Infrared-Assisted Single-Stage Framework for Joint Restoration and Fusion of Visible and Infrared Images under Hazy Conditions
Huafeng Li, Jiaqi Fang, Yafei Zhang, Yu Liu
TL;DR
This work tackles haze-affected infrared-visible image fusion by introducing a single-stage framework that jointly restores and fuses IR-VIS data. It integrates an infrared-assisted feature restoration module (IA-FRM), a prompt generation module (PGM), and a multi-stage prompt embedding fusion module (MsPE-FM) to bridge modality gaps and enhance dehazing. The method employs haze-density driven feature augmentation, Restormer-based encoding, and a learnable prompt pool to produce adaptive, content-aware prompts that guide fusion across multiple stages, optimized with a combined loss including $\ell_{int}$, $\ell_\nabla$, and $\alpha \ell_1$. Experimental results on MSRS, M$^3$FD, and RoadScene demonstrate superior or competitive performance with lower complexity compared to two-stage pipelines and several state-of-the-art fusion methods, highlighting practical potential for hazy scene analysis and surveillance applications.

SUPPLIED ENTRIES:

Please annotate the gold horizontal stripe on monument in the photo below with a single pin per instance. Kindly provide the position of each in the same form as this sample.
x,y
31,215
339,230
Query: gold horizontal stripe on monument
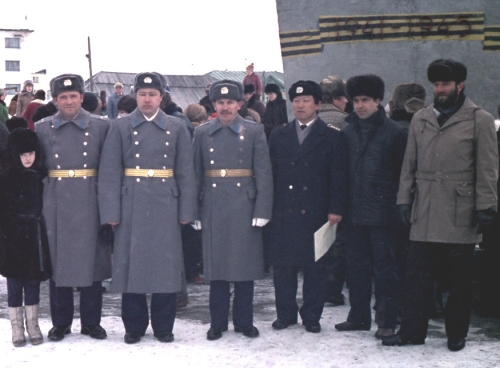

PROBLEM TO SOLVE: From the summary of the hazy infrared-visible fusion framework, list every module it says the framework integrates, with each module's abbreviation.

EXERCISE ANSWER:
- Infrared-assisted feature restoration module (IA-FRM)
- Prompt generation module (PGM)
- Multi-stage prompt embedding fusion module (MsPE-FM)